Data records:
══════════════════════════════

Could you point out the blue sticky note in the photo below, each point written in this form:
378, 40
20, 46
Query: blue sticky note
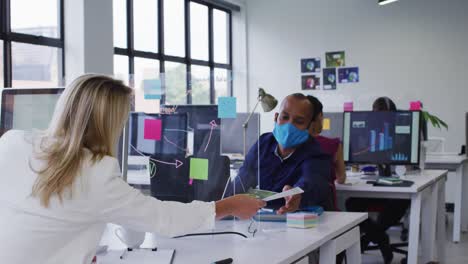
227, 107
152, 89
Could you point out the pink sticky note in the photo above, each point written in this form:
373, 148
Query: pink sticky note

══════════════════════════════

| EXERCISE PROMPT |
Tally the lines above that include the word "form"; answer with the total only.

| WRITTEN SOLUTION |
2